Saved entries
——
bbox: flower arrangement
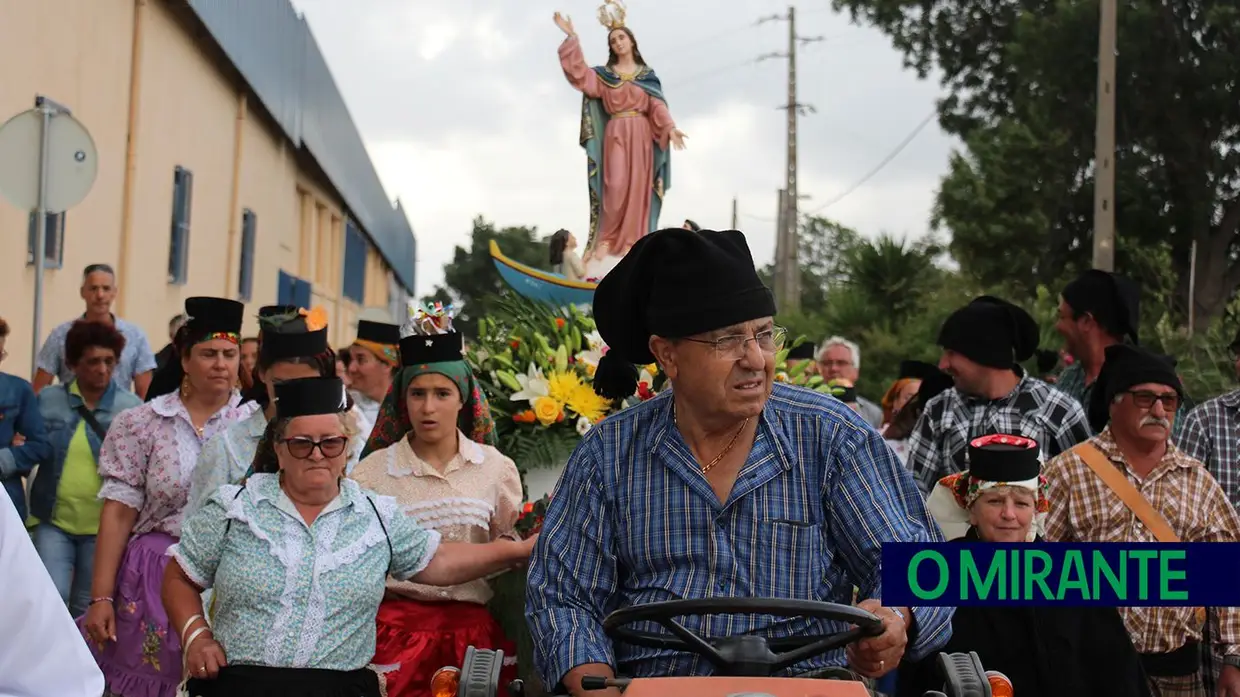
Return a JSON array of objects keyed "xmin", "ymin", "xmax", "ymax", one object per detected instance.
[
  {"xmin": 514, "ymin": 495, "xmax": 551, "ymax": 538},
  {"xmin": 468, "ymin": 293, "xmax": 665, "ymax": 474}
]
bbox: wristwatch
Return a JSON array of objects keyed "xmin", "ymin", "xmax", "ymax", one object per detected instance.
[{"xmin": 1222, "ymin": 654, "xmax": 1240, "ymax": 669}]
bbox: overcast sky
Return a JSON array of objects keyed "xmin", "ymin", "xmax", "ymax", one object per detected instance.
[{"xmin": 288, "ymin": 0, "xmax": 958, "ymax": 298}]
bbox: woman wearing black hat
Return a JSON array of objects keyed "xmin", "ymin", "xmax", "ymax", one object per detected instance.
[
  {"xmin": 79, "ymin": 297, "xmax": 256, "ymax": 697},
  {"xmin": 348, "ymin": 320, "xmax": 402, "ymax": 436},
  {"xmin": 352, "ymin": 306, "xmax": 526, "ymax": 697},
  {"xmin": 900, "ymin": 434, "xmax": 1151, "ymax": 697},
  {"xmin": 187, "ymin": 306, "xmax": 360, "ymax": 519},
  {"xmin": 163, "ymin": 377, "xmax": 534, "ymax": 697}
]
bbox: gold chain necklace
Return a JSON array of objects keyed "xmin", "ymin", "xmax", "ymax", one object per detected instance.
[{"xmin": 675, "ymin": 408, "xmax": 750, "ymax": 474}]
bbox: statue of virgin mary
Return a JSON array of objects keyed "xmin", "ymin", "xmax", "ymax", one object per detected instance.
[{"xmin": 554, "ymin": 1, "xmax": 688, "ymax": 279}]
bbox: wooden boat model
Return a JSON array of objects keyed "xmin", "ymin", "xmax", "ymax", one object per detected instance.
[{"xmin": 489, "ymin": 240, "xmax": 597, "ymax": 307}]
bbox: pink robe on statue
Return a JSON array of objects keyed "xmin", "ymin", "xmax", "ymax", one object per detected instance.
[{"xmin": 559, "ymin": 36, "xmax": 677, "ymax": 260}]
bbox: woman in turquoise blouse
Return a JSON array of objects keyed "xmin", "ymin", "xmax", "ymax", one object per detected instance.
[{"xmin": 162, "ymin": 377, "xmax": 536, "ymax": 697}]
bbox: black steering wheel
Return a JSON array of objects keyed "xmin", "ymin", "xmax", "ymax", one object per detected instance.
[{"xmin": 602, "ymin": 597, "xmax": 885, "ymax": 677}]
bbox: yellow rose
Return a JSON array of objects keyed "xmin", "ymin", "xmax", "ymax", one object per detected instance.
[{"xmin": 532, "ymin": 396, "xmax": 564, "ymax": 426}]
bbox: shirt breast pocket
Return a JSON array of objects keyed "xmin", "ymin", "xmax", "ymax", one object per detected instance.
[{"xmin": 752, "ymin": 519, "xmax": 824, "ymax": 599}]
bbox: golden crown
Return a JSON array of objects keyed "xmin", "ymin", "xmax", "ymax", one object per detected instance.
[{"xmin": 597, "ymin": 0, "xmax": 626, "ymax": 30}]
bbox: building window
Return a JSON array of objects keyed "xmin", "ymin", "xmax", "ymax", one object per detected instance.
[
  {"xmin": 342, "ymin": 220, "xmax": 366, "ymax": 303},
  {"xmin": 238, "ymin": 209, "xmax": 257, "ymax": 301},
  {"xmin": 26, "ymin": 212, "xmax": 65, "ymax": 268},
  {"xmin": 168, "ymin": 166, "xmax": 194, "ymax": 284},
  {"xmin": 277, "ymin": 269, "xmax": 312, "ymax": 308}
]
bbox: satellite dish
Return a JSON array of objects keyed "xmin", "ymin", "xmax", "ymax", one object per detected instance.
[{"xmin": 0, "ymin": 107, "xmax": 98, "ymax": 213}]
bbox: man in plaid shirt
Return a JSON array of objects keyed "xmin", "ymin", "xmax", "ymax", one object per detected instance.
[
  {"xmin": 1175, "ymin": 327, "xmax": 1240, "ymax": 511},
  {"xmin": 1043, "ymin": 343, "xmax": 1240, "ymax": 697},
  {"xmin": 1055, "ymin": 269, "xmax": 1191, "ymax": 438},
  {"xmin": 907, "ymin": 296, "xmax": 1091, "ymax": 495}
]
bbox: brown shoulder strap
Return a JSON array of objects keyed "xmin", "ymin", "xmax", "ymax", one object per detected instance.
[{"xmin": 1070, "ymin": 442, "xmax": 1180, "ymax": 543}]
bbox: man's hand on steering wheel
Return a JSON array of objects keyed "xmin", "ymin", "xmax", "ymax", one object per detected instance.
[{"xmin": 845, "ymin": 599, "xmax": 909, "ymax": 678}]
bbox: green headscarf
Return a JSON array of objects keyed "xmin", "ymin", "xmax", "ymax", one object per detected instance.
[{"xmin": 360, "ymin": 359, "xmax": 497, "ymax": 458}]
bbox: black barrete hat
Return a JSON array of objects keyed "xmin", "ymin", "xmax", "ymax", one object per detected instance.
[
  {"xmin": 937, "ymin": 295, "xmax": 1039, "ymax": 369},
  {"xmin": 1061, "ymin": 270, "xmax": 1141, "ymax": 344},
  {"xmin": 400, "ymin": 332, "xmax": 464, "ymax": 366},
  {"xmin": 786, "ymin": 342, "xmax": 816, "ymax": 361},
  {"xmin": 356, "ymin": 320, "xmax": 401, "ymax": 345},
  {"xmin": 258, "ymin": 307, "xmax": 328, "ymax": 363},
  {"xmin": 1087, "ymin": 344, "xmax": 1182, "ymax": 432},
  {"xmin": 899, "ymin": 360, "xmax": 938, "ymax": 381},
  {"xmin": 968, "ymin": 434, "xmax": 1040, "ymax": 482},
  {"xmin": 592, "ymin": 228, "xmax": 776, "ymax": 398},
  {"xmin": 184, "ymin": 297, "xmax": 245, "ymax": 339},
  {"xmin": 273, "ymin": 377, "xmax": 349, "ymax": 419},
  {"xmin": 917, "ymin": 370, "xmax": 954, "ymax": 405}
]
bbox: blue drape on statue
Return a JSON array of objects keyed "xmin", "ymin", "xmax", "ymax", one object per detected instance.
[{"xmin": 579, "ymin": 65, "xmax": 672, "ymax": 252}]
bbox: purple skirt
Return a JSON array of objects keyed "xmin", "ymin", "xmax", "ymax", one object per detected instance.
[{"xmin": 77, "ymin": 532, "xmax": 182, "ymax": 697}]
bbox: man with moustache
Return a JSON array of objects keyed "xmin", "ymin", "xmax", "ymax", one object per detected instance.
[
  {"xmin": 1043, "ymin": 344, "xmax": 1240, "ymax": 697},
  {"xmin": 526, "ymin": 228, "xmax": 951, "ymax": 697}
]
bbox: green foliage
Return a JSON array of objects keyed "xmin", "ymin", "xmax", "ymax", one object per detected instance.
[
  {"xmin": 422, "ymin": 217, "xmax": 550, "ymax": 338},
  {"xmin": 833, "ymin": 0, "xmax": 1240, "ymax": 319}
]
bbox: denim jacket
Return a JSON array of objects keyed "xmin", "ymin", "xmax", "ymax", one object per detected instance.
[
  {"xmin": 0, "ymin": 373, "xmax": 52, "ymax": 520},
  {"xmin": 28, "ymin": 380, "xmax": 141, "ymax": 523}
]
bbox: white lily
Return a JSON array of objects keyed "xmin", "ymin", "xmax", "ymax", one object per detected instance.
[{"xmin": 510, "ymin": 363, "xmax": 550, "ymax": 404}]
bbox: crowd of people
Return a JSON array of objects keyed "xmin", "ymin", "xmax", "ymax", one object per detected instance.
[{"xmin": 2, "ymin": 229, "xmax": 1240, "ymax": 697}]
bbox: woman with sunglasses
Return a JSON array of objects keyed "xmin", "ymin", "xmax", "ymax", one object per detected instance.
[
  {"xmin": 187, "ymin": 306, "xmax": 362, "ymax": 519},
  {"xmin": 350, "ymin": 305, "xmax": 527, "ymax": 697},
  {"xmin": 163, "ymin": 376, "xmax": 536, "ymax": 697}
]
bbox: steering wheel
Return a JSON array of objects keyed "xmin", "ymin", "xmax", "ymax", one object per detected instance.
[{"xmin": 602, "ymin": 597, "xmax": 885, "ymax": 677}]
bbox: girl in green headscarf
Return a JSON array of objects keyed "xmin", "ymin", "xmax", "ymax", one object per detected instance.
[{"xmin": 349, "ymin": 305, "xmax": 524, "ymax": 697}]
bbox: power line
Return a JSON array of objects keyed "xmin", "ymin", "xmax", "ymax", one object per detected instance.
[{"xmin": 801, "ymin": 110, "xmax": 936, "ymax": 216}]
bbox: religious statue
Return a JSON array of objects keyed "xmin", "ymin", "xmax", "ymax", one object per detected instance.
[{"xmin": 554, "ymin": 0, "xmax": 688, "ymax": 279}]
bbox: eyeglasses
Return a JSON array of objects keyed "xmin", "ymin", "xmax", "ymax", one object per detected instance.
[
  {"xmin": 1126, "ymin": 390, "xmax": 1179, "ymax": 411},
  {"xmin": 682, "ymin": 326, "xmax": 787, "ymax": 359},
  {"xmin": 281, "ymin": 436, "xmax": 349, "ymax": 459}
]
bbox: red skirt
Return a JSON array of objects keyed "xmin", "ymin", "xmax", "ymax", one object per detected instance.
[{"xmin": 373, "ymin": 597, "xmax": 517, "ymax": 697}]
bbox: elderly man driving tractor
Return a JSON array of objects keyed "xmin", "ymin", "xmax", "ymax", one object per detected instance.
[{"xmin": 521, "ymin": 228, "xmax": 954, "ymax": 697}]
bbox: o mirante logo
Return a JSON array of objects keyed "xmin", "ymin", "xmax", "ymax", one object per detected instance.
[{"xmin": 881, "ymin": 543, "xmax": 1240, "ymax": 607}]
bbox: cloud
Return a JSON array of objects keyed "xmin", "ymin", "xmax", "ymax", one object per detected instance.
[{"xmin": 290, "ymin": 0, "xmax": 959, "ymax": 297}]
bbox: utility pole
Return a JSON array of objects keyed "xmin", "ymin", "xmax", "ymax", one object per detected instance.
[
  {"xmin": 1092, "ymin": 0, "xmax": 1117, "ymax": 271},
  {"xmin": 758, "ymin": 7, "xmax": 821, "ymax": 312},
  {"xmin": 730, "ymin": 196, "xmax": 738, "ymax": 229}
]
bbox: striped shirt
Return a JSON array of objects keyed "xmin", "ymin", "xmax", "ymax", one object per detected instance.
[
  {"xmin": 1043, "ymin": 428, "xmax": 1240, "ymax": 656},
  {"xmin": 525, "ymin": 384, "xmax": 953, "ymax": 687},
  {"xmin": 907, "ymin": 372, "xmax": 1091, "ymax": 495},
  {"xmin": 1174, "ymin": 389, "xmax": 1240, "ymax": 511}
]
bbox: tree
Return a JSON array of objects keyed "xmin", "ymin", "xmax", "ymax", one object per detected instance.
[
  {"xmin": 422, "ymin": 217, "xmax": 549, "ymax": 337},
  {"xmin": 759, "ymin": 216, "xmax": 864, "ymax": 317},
  {"xmin": 832, "ymin": 0, "xmax": 1240, "ymax": 319}
]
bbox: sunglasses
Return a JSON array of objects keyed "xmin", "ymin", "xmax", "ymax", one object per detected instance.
[
  {"xmin": 1126, "ymin": 390, "xmax": 1179, "ymax": 411},
  {"xmin": 280, "ymin": 436, "xmax": 349, "ymax": 459}
]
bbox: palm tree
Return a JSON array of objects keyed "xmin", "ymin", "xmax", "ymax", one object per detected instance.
[{"xmin": 844, "ymin": 233, "xmax": 945, "ymax": 322}]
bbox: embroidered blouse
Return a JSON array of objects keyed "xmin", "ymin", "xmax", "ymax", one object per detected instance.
[
  {"xmin": 186, "ymin": 407, "xmax": 367, "ymax": 518},
  {"xmin": 97, "ymin": 392, "xmax": 256, "ymax": 537},
  {"xmin": 169, "ymin": 473, "xmax": 441, "ymax": 671},
  {"xmin": 349, "ymin": 431, "xmax": 522, "ymax": 605}
]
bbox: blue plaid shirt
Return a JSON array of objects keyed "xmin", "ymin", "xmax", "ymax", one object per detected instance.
[{"xmin": 526, "ymin": 384, "xmax": 952, "ymax": 686}]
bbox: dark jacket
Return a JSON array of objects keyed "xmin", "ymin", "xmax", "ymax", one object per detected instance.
[
  {"xmin": 0, "ymin": 373, "xmax": 52, "ymax": 520},
  {"xmin": 896, "ymin": 528, "xmax": 1152, "ymax": 697},
  {"xmin": 29, "ymin": 380, "xmax": 141, "ymax": 523}
]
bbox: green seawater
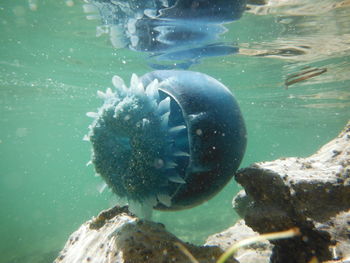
——
• WHAT YOU NEED TO DO:
One stretch of the lines above is wanted, from the line that contains "bbox: black barrete hat" through the line that contains "bbox: blue drape on statue". Output it exactly.

• OUTPUT:
bbox: black barrete hat
Return a JSON array of objects keyed "xmin", "ymin", "xmax", "ymax", one object per detected instance.
[
  {"xmin": 937, "ymin": 295, "xmax": 1039, "ymax": 369},
  {"xmin": 1061, "ymin": 270, "xmax": 1141, "ymax": 344},
  {"xmin": 400, "ymin": 332, "xmax": 464, "ymax": 366},
  {"xmin": 786, "ymin": 342, "xmax": 816, "ymax": 361},
  {"xmin": 356, "ymin": 320, "xmax": 401, "ymax": 345},
  {"xmin": 258, "ymin": 307, "xmax": 328, "ymax": 363},
  {"xmin": 1087, "ymin": 344, "xmax": 1182, "ymax": 432},
  {"xmin": 899, "ymin": 360, "xmax": 938, "ymax": 381},
  {"xmin": 968, "ymin": 434, "xmax": 1040, "ymax": 482},
  {"xmin": 592, "ymin": 228, "xmax": 776, "ymax": 398},
  {"xmin": 184, "ymin": 297, "xmax": 245, "ymax": 339},
  {"xmin": 273, "ymin": 377, "xmax": 349, "ymax": 419},
  {"xmin": 917, "ymin": 370, "xmax": 954, "ymax": 405}
]
bbox: blue drape on statue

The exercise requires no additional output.